_WRITTEN INSTRUCTION:_ Reproduce the listing below word for word, with every line kept in its original order.

_RECORDS SUPPLIED:_
— BEGIN —

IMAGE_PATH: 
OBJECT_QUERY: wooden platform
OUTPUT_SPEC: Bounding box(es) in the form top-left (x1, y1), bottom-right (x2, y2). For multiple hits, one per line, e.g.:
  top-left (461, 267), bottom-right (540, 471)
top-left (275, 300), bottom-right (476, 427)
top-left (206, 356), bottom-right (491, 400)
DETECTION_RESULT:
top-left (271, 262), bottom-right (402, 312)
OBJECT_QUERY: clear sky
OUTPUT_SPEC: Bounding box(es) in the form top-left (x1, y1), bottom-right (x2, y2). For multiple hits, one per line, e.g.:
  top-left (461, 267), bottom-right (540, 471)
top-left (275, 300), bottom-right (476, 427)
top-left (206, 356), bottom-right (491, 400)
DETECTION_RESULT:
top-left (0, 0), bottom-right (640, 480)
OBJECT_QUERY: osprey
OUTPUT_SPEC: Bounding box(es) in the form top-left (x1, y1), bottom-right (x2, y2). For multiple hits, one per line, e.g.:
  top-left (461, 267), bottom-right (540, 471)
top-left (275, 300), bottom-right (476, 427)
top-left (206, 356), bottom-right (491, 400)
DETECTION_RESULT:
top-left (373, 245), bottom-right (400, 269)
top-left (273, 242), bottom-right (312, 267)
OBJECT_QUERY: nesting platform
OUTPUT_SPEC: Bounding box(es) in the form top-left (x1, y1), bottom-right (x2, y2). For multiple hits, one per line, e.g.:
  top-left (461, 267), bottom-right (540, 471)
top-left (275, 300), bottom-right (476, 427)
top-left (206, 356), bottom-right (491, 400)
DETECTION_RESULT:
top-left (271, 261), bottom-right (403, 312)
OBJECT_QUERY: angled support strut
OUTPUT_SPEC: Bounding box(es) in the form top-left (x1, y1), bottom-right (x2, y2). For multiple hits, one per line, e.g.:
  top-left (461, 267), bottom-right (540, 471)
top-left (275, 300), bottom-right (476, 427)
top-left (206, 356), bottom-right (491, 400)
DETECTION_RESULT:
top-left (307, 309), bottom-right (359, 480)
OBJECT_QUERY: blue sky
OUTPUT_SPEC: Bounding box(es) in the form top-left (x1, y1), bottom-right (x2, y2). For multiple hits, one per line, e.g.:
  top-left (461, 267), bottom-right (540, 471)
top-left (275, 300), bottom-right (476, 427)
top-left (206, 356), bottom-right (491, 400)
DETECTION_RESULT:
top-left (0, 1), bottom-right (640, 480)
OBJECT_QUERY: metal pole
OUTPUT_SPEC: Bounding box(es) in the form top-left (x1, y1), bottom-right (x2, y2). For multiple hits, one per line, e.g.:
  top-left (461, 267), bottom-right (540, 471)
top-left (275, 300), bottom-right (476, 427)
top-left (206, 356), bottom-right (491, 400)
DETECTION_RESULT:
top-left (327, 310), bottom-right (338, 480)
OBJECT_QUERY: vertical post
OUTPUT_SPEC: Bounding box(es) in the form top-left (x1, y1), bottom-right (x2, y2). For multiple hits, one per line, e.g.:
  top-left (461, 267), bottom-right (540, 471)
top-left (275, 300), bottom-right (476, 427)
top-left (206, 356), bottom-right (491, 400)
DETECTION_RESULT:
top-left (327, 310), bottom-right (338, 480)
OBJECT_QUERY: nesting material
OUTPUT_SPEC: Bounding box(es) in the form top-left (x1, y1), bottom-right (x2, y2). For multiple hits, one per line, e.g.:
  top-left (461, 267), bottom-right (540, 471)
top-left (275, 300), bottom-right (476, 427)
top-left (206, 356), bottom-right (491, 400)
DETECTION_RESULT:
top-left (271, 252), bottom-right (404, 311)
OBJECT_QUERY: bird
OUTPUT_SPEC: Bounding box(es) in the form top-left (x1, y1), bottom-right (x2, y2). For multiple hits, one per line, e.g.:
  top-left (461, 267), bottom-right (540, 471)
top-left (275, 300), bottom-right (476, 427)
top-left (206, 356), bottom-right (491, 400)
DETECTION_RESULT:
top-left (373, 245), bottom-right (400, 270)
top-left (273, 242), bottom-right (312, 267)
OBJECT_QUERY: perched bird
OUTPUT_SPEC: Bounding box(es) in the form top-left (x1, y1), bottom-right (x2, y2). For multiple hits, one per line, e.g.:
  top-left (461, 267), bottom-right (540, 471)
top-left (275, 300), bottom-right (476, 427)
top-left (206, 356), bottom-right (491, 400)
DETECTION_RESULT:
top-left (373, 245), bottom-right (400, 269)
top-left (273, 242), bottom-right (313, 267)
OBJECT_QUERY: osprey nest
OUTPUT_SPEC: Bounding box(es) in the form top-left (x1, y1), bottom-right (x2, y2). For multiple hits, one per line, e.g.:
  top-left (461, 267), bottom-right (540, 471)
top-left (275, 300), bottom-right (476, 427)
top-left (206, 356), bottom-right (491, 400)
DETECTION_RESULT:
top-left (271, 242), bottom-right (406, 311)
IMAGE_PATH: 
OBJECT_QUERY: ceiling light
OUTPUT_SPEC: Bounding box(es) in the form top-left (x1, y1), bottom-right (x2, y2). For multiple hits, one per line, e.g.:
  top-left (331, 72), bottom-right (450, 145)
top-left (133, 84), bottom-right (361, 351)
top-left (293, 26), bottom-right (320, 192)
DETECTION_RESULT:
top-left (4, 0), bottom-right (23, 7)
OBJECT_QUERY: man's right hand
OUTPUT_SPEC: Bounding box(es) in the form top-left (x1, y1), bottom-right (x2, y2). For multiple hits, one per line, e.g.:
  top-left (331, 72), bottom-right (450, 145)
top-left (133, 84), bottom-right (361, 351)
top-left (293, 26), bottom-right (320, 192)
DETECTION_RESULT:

— END —

_EXPECTED ANSWER:_
IMAGE_PATH: 
OBJECT_QUERY: wooden platform
OUTPUT_SPEC: Bounding box(es) in the form top-left (x1, y1), bottom-right (x2, y2). For multiple hits, one per line, e.g.:
  top-left (461, 267), bottom-right (540, 471)
top-left (275, 300), bottom-right (476, 427)
top-left (206, 356), bottom-right (491, 400)
DETECTION_RESULT:
top-left (271, 262), bottom-right (402, 312)
OBJECT_QUERY: clear sky
OUTPUT_SPEC: Bounding box(es) in the form top-left (x1, y1), bottom-right (x2, y2). For multiple hits, one per line, e.g.:
  top-left (461, 267), bottom-right (540, 471)
top-left (275, 300), bottom-right (476, 427)
top-left (206, 356), bottom-right (491, 400)
DETECTION_RESULT:
top-left (0, 0), bottom-right (640, 480)
OBJECT_QUERY: osprey
OUTPUT_SPEC: Bounding box(es) in the form top-left (x1, y1), bottom-right (x2, y2). For multiple hits, one per line, e.g.:
  top-left (461, 267), bottom-right (540, 471)
top-left (275, 300), bottom-right (476, 427)
top-left (206, 356), bottom-right (491, 400)
DETECTION_RESULT:
top-left (373, 245), bottom-right (400, 269)
top-left (273, 242), bottom-right (312, 267)
OBJECT_QUERY: nesting platform
OUTPUT_SPEC: Bounding box(es) in the form top-left (x1, y1), bottom-right (x2, y2). For multiple hits, one per line, e.g.:
  top-left (461, 267), bottom-right (540, 471)
top-left (275, 300), bottom-right (476, 427)
top-left (206, 356), bottom-right (491, 400)
DETECTION_RESULT:
top-left (271, 261), bottom-right (403, 312)
OBJECT_QUERY: angled support strut
OUTPUT_SPEC: Bounding box(es) in the form top-left (x1, y1), bottom-right (x2, y2). For multiple hits, one per line, e.g.:
  top-left (461, 267), bottom-right (540, 471)
top-left (275, 300), bottom-right (476, 427)
top-left (206, 356), bottom-right (491, 400)
DETECTION_RESULT:
top-left (307, 309), bottom-right (359, 480)
OBJECT_QUERY: blue sky
OUTPUT_SPEC: Bounding box(es) in the form top-left (x1, y1), bottom-right (x2, y2). For multiple hits, one per line, e.g.:
  top-left (461, 267), bottom-right (540, 471)
top-left (275, 300), bottom-right (476, 427)
top-left (206, 356), bottom-right (491, 400)
DETECTION_RESULT:
top-left (0, 1), bottom-right (640, 480)
OBJECT_QUERY: metal pole
OUTPUT_SPEC: Bounding box(es) in the form top-left (x1, y1), bottom-right (x2, y2). For multiple hits, one per line, e.g.:
  top-left (461, 267), bottom-right (540, 471)
top-left (275, 300), bottom-right (476, 427)
top-left (206, 356), bottom-right (491, 400)
DETECTION_RESULT:
top-left (327, 310), bottom-right (338, 480)
OBJECT_QUERY: vertical post
OUTPUT_SPEC: Bounding box(es) in the form top-left (x1, y1), bottom-right (x2, y2). For multiple hits, one per line, e.g.:
  top-left (461, 267), bottom-right (540, 471)
top-left (275, 300), bottom-right (476, 427)
top-left (206, 356), bottom-right (491, 400)
DETECTION_RESULT:
top-left (327, 310), bottom-right (338, 480)
OBJECT_QUERY: nesting material
OUTPUT_SPEC: Bounding box(es) in the form top-left (x1, y1), bottom-right (x2, y2). For multiple hits, one per line, e.g.:
  top-left (461, 267), bottom-right (540, 471)
top-left (275, 300), bottom-right (476, 427)
top-left (206, 356), bottom-right (491, 400)
DETECTION_RESULT:
top-left (271, 252), bottom-right (404, 311)
OBJECT_QUERY: bird
OUTPUT_SPEC: Bounding box(es) in the form top-left (x1, y1), bottom-right (x2, y2). For multiple hits, one per line, e.g.:
  top-left (461, 267), bottom-right (540, 471)
top-left (275, 300), bottom-right (476, 427)
top-left (206, 356), bottom-right (491, 400)
DETECTION_RESULT:
top-left (373, 245), bottom-right (400, 270)
top-left (273, 242), bottom-right (312, 267)
OBJECT_QUERY: perched bird
OUTPUT_SPEC: Bounding box(es) in the form top-left (x1, y1), bottom-right (x2, y2). For multiple hits, one per line, e.g.:
  top-left (461, 267), bottom-right (540, 471)
top-left (275, 300), bottom-right (476, 427)
top-left (206, 356), bottom-right (491, 400)
DETECTION_RESULT:
top-left (373, 245), bottom-right (400, 269)
top-left (273, 242), bottom-right (313, 267)
OBJECT_QUERY: osprey nest
OUTPUT_SPEC: Bounding box(es) in the form top-left (x1, y1), bottom-right (x2, y2). For multiple hits, one per line, e.g.:
  top-left (461, 267), bottom-right (540, 471)
top-left (275, 300), bottom-right (476, 427)
top-left (206, 356), bottom-right (491, 400)
DETECTION_RESULT:
top-left (271, 242), bottom-right (406, 311)
IMAGE_PATH: 
OBJECT_QUERY: ceiling light
OUTPUT_SPEC: Bounding box(es) in the form top-left (x1, y1), bottom-right (x2, y2). For multiple hits, one per line, e.g.:
  top-left (331, 72), bottom-right (450, 145)
top-left (133, 84), bottom-right (361, 351)
top-left (293, 26), bottom-right (320, 192)
DETECTION_RESULT:
top-left (4, 0), bottom-right (23, 7)
OBJECT_QUERY: man's right hand
OUTPUT_SPEC: Bounding box(es) in the form top-left (x1, y1), bottom-right (x2, y2). For multiple hits, one per line, e.g.:
  top-left (331, 72), bottom-right (450, 145)
top-left (133, 84), bottom-right (361, 351)
top-left (293, 26), bottom-right (320, 192)
DETECTION_RESULT:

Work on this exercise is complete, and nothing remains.